Money in the Bank, WWE’s failed attempt at turning a lukewarm narrative conceit into another stadium show, airs this Sunday on Peacock/WWE Network.
Please do not pay for the pleasure of either means of watching WWE’s product.
Actually, let me walk that back: I love The ‘Cock. It features great shows like Columbo and Murder, She Wrote, as well as terrible shows like The Office.
It’s not the best conglomerate-specific streaming service (the only Jackass content it has are the gang’s various WWE appearances) and paying $9.99 to rid yourself of most advertisements automatically opts you into the WWE Network, but given how broken and unnavigable that aspect of the service is, it’s clear that The ‘Cock had reservations about their multi-billion dollar engagement with WWE.
And well they should have, as I’ve come to be convinced that giving one’s money to World Wrestling Entertainment is, at best, a morally dubious proposition. At worst, patronage makes one complicit in the bad deeds — alleged and confirmed — of a corporate entity that has seemingly tasked itself with being awful to an extent that’s impressive even for an American monopoly.
Raiding Titan Towers
Since becoming the editor of Fanfyte, I have written extensively about how WWE has handled the pandemic, its contributions to the Trump campaign, its treatment of its roster, and its past, and I have been happy to publish critiques of WWE kayfabe and real world transgressions. Frankly, I am surprised that nobody has accused the site of being biased toward AEW or me of being in the company’s pocket, but since whataboutism tends to be a common response to public moral inquiries about WWE, I want to say this quickly before moving on:
This article is about WWE and not AEW, about whom you are capable of drawing your own conclusions and, yes, pirating from. The reason this piece is about WWE and not AEW is pretty simple: no members of the Khan family have, thus far, tweeted their glee about the Supreme Court of the United States of America’s decision to overturn Roe v. Wade, imperiling the right of people who have uteruses to have an abortion safely and for any reason.
Today is a historic day!
After decades of fighting for innocent lives, the Supreme Court has overturned Roe v. Wade.
Now, the decision of abortion will be returned to the states, where our pro-life fight will continue! #RoeVsWade
— Linda McMahon (@Linda_McMahon) June 24, 2022
The big gotcha about Linda McMahon’s words and deeds being a reason to boycott WWE is that she hasn’t worked for WWE since resigning as CEO in 2009 to run for United States Senate as a Republican from Connecticut.

● **DATASET EXCERPT**:

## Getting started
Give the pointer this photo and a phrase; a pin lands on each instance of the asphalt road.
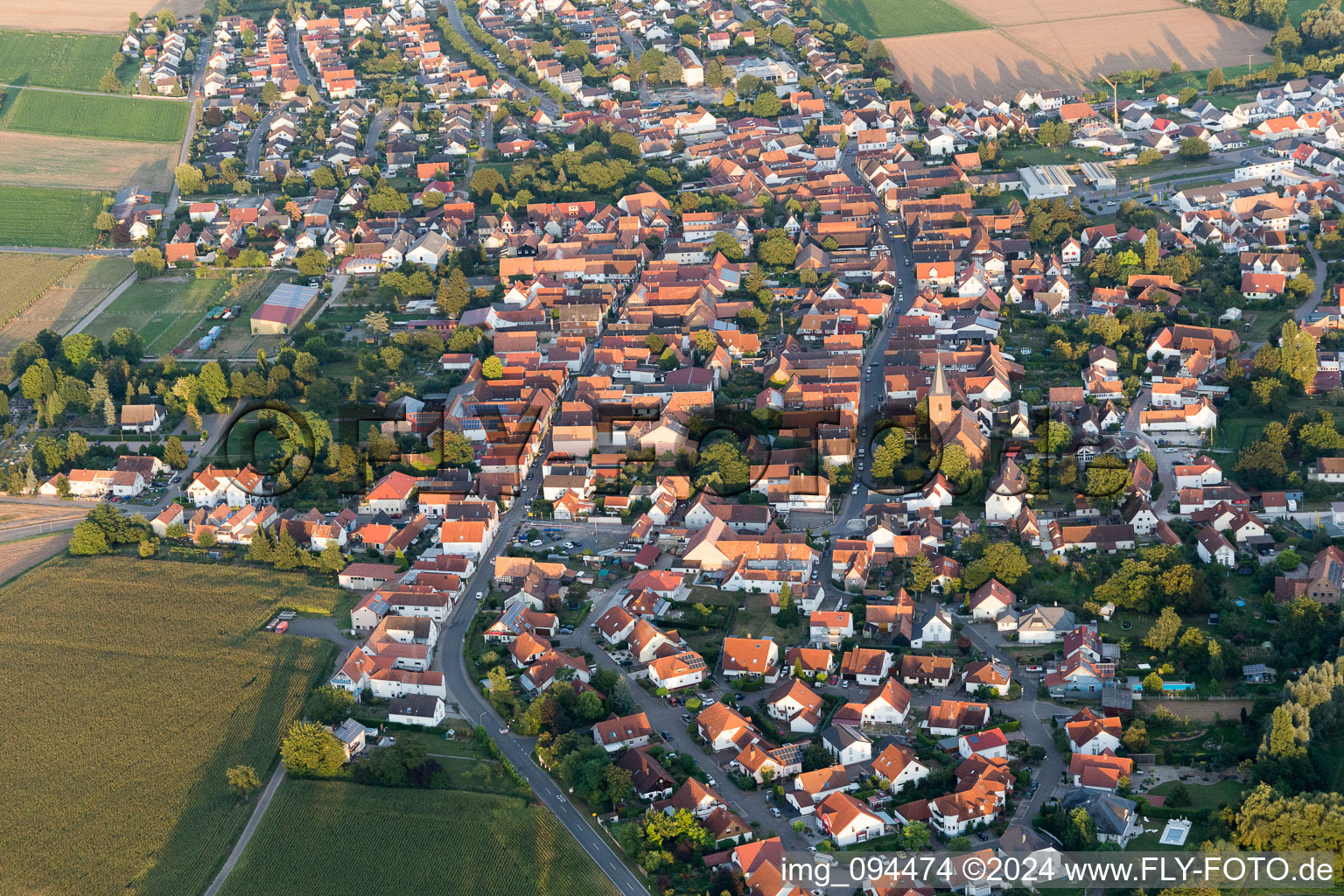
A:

● **TASKS**:
a - In the article about paying for WWE, in what year did Linda McMahon resign as CEO of WWE?
b - In the article about paying for WWE, which WWE topics does the editor of Fanfyte say they have written about extensively? List each one.
c - Pick up the article about paying for WWE after its final sentence and continue writing it.

● **TASK-BY-TASK OUTPUTS**:
a - 2009

b -
- How WWE has handled the pandemic
- Its contributions to the Trump campaign
- Its treatment of its roster
- Its past

c -
She is still a minority owner of a company who makes income off of the stock that she owns, which means that she is still doing what she has been doing since Vince McMahon purchased Capitol Sports from his father in 1982: make money from professional wrestling.
That she left it in an official capacity to fail upwards into a position in Donald Trump’s cabinet and the role of chair of the largest pro-Trump Super PAC is immaterial. The money that allowed her to do so, the money that will allow her to do so in the future, comes from the near-total control she, her husband, and her former employer have enjoyed over their industry.
Besides which, I am not asking you to boycott WWE’s product, I am asking you to pirate it.
Home Taping Is Killing Wrestling
In 1981, the British Phonographic Industry launched a campaign called “Home Taping Is Killing Music.” The mass manufacture and proliferation of blank cassette tapes and devices that could record music onto them from the radio or, if one owned a dual deck stereo, a pre-recorded cassette that was either officially released or itself dubbed from another source, caused panic in the industry because listeners could not only hear music for free, but keep it to listen to at their leisure, outside the jurisdiction of charts and rights fees.
The problem for the BPI and every other entity that’s tried to control piracy via legislation and ad campaigns like “You Wouldn’t Download a Car” is obvious, but they mostly succeed in giving us hard ass logos and memes.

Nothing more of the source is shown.